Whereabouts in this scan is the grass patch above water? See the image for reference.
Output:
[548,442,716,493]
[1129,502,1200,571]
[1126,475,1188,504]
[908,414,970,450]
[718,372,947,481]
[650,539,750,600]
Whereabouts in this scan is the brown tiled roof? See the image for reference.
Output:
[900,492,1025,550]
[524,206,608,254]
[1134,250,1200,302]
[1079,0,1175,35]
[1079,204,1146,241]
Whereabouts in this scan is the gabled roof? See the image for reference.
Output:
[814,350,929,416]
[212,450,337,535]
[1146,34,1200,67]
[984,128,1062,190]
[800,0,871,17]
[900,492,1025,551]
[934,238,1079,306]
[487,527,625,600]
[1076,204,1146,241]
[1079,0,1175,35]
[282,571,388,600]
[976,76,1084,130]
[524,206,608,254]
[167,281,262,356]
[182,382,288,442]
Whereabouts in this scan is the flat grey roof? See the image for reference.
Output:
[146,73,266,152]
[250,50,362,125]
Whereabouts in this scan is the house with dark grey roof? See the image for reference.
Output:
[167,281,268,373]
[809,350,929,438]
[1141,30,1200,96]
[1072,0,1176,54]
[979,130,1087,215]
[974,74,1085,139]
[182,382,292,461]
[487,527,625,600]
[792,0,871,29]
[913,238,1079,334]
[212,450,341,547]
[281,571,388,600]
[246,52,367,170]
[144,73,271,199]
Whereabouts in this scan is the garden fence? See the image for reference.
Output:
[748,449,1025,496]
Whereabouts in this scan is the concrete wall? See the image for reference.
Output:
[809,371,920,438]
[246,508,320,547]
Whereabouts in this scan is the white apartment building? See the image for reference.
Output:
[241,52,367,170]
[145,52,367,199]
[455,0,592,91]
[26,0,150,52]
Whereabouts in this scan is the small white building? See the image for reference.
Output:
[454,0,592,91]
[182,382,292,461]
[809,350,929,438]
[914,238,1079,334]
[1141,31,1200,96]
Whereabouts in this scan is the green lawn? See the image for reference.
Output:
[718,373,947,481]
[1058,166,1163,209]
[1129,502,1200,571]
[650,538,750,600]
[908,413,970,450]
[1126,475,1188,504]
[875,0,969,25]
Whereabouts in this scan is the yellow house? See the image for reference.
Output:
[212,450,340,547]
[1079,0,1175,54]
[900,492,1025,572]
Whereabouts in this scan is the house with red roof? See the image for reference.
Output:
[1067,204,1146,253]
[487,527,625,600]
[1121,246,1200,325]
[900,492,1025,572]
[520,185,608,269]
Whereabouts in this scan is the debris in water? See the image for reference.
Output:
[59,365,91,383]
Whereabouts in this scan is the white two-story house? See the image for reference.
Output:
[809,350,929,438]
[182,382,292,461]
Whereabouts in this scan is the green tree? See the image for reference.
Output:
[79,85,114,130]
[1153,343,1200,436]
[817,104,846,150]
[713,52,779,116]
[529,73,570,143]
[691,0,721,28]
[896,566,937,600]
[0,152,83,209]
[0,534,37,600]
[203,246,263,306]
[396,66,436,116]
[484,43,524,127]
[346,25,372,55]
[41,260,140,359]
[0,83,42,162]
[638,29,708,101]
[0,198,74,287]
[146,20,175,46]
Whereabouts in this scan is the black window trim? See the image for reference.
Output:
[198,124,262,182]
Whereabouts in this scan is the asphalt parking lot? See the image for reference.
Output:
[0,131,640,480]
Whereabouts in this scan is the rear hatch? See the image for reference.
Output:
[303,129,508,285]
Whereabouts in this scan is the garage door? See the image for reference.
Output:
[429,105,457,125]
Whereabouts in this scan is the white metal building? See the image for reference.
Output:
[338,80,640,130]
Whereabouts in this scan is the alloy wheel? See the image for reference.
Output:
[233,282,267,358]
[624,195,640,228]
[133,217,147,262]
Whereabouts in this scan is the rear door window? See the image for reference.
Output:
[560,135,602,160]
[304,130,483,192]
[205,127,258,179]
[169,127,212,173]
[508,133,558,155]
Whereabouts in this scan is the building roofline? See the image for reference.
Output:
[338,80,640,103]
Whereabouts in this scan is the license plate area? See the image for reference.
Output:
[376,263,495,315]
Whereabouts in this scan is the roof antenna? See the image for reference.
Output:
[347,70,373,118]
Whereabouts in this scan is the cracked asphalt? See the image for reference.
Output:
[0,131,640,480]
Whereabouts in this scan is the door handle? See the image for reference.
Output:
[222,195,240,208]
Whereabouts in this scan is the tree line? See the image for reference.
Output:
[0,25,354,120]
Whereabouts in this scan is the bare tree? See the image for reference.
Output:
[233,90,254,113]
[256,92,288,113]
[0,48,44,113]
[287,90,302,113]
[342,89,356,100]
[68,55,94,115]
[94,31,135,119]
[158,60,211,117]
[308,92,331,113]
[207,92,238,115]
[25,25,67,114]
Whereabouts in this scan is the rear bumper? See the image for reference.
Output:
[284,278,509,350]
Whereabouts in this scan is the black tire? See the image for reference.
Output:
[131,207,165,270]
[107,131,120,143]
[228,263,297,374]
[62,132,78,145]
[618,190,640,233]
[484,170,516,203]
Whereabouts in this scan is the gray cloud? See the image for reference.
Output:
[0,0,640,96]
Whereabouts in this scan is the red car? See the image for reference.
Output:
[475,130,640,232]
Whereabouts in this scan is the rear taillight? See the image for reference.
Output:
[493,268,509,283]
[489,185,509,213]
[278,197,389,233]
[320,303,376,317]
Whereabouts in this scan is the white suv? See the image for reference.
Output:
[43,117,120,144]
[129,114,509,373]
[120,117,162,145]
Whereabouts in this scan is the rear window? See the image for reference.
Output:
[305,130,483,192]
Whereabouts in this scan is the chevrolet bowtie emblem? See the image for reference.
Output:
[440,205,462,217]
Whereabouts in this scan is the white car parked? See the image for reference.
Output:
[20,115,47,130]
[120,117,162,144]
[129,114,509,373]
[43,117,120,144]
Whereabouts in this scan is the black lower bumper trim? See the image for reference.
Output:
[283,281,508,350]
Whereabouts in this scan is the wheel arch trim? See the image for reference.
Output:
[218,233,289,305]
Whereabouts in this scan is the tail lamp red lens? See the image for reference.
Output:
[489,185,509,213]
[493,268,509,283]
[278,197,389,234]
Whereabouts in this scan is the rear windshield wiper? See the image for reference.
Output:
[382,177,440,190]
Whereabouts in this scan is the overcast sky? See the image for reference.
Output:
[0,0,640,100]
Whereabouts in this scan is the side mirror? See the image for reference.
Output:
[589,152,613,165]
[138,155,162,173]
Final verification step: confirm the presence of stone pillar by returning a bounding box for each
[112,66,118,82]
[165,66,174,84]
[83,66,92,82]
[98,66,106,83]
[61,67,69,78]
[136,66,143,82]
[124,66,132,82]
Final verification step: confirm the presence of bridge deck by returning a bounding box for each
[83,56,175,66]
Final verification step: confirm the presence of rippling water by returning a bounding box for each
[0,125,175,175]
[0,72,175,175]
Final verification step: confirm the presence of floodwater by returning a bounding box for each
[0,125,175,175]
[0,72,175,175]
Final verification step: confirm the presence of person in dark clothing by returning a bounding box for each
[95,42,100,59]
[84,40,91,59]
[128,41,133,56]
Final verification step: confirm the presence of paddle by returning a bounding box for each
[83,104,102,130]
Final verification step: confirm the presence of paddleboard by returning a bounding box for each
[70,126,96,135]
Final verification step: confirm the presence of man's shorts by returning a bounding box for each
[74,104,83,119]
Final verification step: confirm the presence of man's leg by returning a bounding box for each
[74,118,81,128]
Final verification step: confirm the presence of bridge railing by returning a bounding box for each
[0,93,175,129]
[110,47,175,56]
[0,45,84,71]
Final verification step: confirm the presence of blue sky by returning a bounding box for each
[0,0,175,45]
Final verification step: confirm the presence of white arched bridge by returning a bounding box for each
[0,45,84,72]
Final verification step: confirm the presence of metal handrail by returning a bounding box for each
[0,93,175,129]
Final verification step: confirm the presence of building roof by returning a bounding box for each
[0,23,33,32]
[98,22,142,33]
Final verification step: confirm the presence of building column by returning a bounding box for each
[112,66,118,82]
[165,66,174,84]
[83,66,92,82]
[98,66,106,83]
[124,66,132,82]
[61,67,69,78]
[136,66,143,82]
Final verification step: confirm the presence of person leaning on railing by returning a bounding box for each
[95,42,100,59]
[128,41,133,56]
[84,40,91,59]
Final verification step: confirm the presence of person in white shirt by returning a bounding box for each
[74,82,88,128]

What you need to do: Rewrite the records starting at the line that contains "Whereabouts in this scan is the cracked" and ending after the line that contains "[222,195,240,208]", changing "door handle" to "cabinet knob" and leaving everything else as it is.

The result:
Whereabouts in this scan is the cracked asphalt? See the image for reference.
Output:
[0,131,640,480]
Whereabouts in this scan is the cabinet knob? See the image for reference.
Output:
[222,195,240,208]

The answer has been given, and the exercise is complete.